*** Opening TEXT PASSAGE ***
Tasting: April 2020
Variety: Malvasija Dubrovacka
Malvasija Dubrovacka is a special variety for Dubrovnik region. Written evidence of planting this variety and using it to make great wines dates back to 14th century. It is genetically identical to Malvasia delle Lipari, Malvasia di Sardegna and few others in Italy and Spain. It was historically used to make sweet wine, but is today mainly known for fruity, dry whites in Southern Croatia. During the time of socialism and socialised cooperatives in ex-Yugoslavia, Malvasija Dubrovacka fell out of grace and was neglected to a point where it almost went extinct in Croatia. Thankfully, it was saved by the Agriculturar College of Zagreb University and replanted after Croatian War for Indepence (1991-1996) in Konavle region – its historical homes south of Dubrovnik. Mr. Niko Karaman was one of the key people in reviving the variety and he now produces a few lovely Malvasija Dubrovacka based wines.
Light golden with a hint of lemon. Colour is of medium intensity and promises an ample white wine.
Primary aromas of stone fruit, most notably apricot. Mineral notes present as well in aromas of sea salt. There are plenty of warm, sunny aromas of dried fruits, apricot jam, pineapple, yellow flowers. Rich wine on the nose.
On the palate the wine exhibits power and warmth. It is a true southern white, rich with aromas and with plenty of body. The winemaker was able to get the acidity on point for it to be able to contend with 14% alcohol level. There is a long finish to this white wine.
This Malvasija Dubrovacka is quite ample, so it’s best pairing will probably not be the lightest of seafood like fresh oysters or flaky fish carpaccios. However, this is very much a food wine that would hold its own with more ample food like chicken filet in orange and honey sauce, chicken salads, grilled seabass, fried sardines with potatoe salad (Traditional light lunch in Dubrovnik) and many more.
*** Closing TEXT PASSAGE ***
*** Opening RECORD EXCERPTS ***
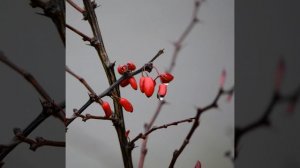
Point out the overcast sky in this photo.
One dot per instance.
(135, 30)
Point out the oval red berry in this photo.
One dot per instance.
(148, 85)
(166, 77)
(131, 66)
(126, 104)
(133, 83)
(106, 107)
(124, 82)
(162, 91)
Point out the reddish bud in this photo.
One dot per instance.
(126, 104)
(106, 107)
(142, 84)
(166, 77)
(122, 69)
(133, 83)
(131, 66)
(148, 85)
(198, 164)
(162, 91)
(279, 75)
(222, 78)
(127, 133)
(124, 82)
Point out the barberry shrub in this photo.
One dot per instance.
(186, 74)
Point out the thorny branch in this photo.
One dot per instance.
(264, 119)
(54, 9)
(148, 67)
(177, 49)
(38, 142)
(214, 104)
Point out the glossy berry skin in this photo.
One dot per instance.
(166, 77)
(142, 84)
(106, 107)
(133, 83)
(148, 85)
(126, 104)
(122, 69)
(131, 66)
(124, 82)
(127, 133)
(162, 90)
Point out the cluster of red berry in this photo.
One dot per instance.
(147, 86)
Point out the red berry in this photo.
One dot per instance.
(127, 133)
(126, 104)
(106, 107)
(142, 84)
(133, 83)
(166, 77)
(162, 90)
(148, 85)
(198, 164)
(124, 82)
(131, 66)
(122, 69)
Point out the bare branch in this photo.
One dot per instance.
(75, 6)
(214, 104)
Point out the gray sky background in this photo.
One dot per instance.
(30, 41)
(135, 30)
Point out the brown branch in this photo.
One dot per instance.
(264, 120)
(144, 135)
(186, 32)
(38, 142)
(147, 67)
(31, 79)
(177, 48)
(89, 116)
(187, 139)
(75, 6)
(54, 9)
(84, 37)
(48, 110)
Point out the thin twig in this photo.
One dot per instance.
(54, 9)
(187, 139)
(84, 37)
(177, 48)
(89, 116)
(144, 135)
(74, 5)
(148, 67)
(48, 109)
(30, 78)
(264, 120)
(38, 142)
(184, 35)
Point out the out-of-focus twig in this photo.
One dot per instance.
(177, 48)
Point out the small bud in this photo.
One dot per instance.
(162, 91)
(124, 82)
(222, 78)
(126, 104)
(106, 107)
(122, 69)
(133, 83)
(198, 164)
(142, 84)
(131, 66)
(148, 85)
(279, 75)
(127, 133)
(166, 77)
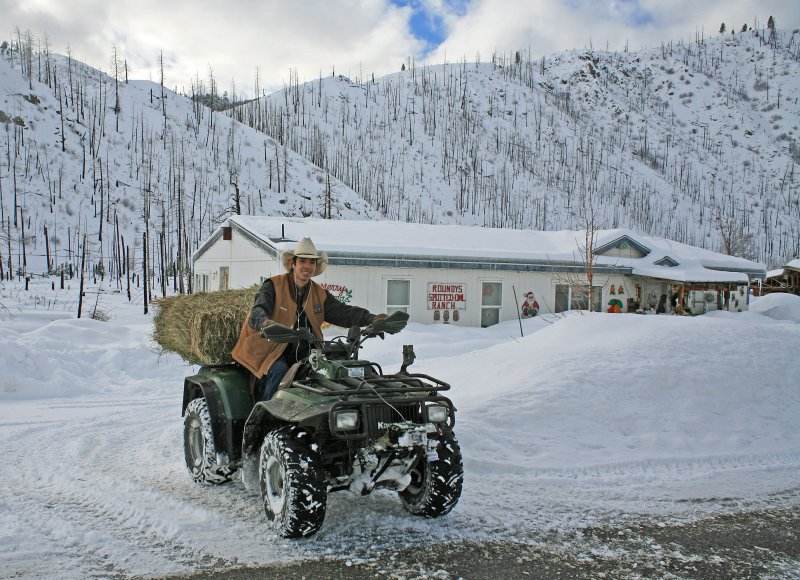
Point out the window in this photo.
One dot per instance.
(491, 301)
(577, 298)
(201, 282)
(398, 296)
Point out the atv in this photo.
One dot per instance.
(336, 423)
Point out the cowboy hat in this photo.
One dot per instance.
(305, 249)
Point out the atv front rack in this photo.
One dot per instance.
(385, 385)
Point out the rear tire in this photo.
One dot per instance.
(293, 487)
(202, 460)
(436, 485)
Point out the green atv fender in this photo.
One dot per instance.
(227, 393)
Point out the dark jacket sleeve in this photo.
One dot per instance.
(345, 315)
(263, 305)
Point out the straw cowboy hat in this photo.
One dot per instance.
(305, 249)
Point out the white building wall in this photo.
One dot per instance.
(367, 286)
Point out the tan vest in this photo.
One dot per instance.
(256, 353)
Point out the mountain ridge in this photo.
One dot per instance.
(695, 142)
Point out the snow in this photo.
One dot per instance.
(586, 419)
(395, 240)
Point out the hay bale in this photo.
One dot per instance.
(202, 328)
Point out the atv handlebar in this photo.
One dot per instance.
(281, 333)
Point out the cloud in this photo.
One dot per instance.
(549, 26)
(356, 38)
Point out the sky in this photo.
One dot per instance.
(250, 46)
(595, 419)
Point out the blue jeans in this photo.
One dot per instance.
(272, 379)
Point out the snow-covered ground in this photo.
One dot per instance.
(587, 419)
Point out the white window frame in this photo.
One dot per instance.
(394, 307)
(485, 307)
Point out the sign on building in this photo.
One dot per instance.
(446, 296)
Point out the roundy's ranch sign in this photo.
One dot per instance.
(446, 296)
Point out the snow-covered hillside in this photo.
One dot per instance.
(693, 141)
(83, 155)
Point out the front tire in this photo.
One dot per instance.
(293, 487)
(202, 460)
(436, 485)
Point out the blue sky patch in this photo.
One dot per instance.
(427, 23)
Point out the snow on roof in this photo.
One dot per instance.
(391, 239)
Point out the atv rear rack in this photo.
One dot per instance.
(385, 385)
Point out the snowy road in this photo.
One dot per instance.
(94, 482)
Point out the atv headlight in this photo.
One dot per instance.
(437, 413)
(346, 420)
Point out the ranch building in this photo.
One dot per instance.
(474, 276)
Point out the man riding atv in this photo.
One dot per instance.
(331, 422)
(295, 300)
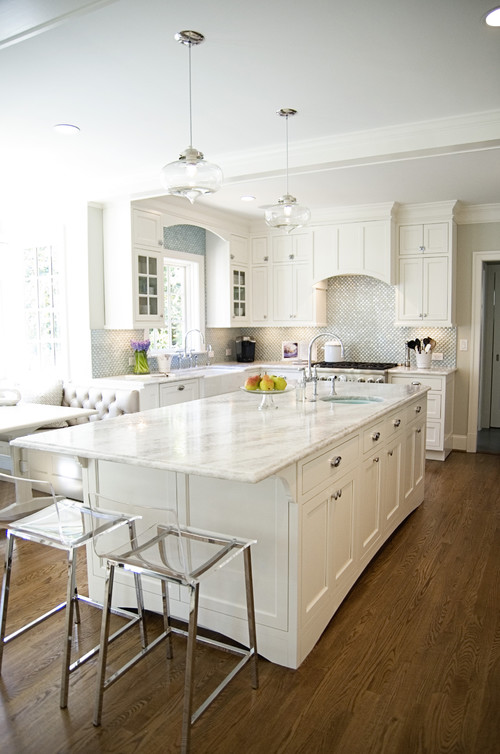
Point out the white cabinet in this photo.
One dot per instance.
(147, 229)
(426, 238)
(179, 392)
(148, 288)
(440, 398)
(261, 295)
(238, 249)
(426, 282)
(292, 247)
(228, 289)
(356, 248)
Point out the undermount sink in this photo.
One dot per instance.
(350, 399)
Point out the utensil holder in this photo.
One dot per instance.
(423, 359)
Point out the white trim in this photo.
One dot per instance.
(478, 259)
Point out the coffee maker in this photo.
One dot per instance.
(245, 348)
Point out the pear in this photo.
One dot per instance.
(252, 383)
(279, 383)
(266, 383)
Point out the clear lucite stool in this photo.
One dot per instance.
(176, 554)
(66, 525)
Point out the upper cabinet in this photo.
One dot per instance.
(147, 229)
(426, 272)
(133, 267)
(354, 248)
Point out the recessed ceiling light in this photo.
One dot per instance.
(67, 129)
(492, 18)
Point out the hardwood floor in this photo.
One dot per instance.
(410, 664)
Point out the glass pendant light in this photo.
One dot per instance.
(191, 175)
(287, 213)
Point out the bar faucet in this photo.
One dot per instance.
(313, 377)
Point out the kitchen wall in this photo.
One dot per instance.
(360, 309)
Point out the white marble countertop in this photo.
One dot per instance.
*** Closing RECORD EXCERPTS ***
*** Opening RECORD EXCERPTS ***
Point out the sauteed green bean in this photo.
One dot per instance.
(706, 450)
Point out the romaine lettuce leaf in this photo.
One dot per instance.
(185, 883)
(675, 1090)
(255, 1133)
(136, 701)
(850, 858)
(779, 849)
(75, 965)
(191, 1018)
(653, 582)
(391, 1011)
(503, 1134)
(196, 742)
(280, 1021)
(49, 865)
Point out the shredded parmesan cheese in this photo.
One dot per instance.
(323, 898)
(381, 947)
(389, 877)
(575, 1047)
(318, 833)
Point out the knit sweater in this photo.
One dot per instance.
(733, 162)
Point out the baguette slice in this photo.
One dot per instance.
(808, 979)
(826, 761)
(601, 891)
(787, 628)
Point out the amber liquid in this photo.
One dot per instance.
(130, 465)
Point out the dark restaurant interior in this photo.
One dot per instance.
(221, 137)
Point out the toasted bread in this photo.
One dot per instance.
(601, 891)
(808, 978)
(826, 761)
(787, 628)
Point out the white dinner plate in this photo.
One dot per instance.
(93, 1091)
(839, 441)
*** Closing RECORD EXCERPTS ***
» **WHAT YOU HAVE TO DO**
Reproduce the part of the Malvasija Dubrovacka tasting note that opens with the words "Primary aromas of" and closes with "on the nose.".

» **ANSWER SPACE**
Primary aromas of stone fruit, most notably apricot. Mineral notes present as well in aromas of sea salt. There are plenty of warm, sunny aromas of dried fruits, apricot jam, pineapple, yellow flowers. Rich wine on the nose.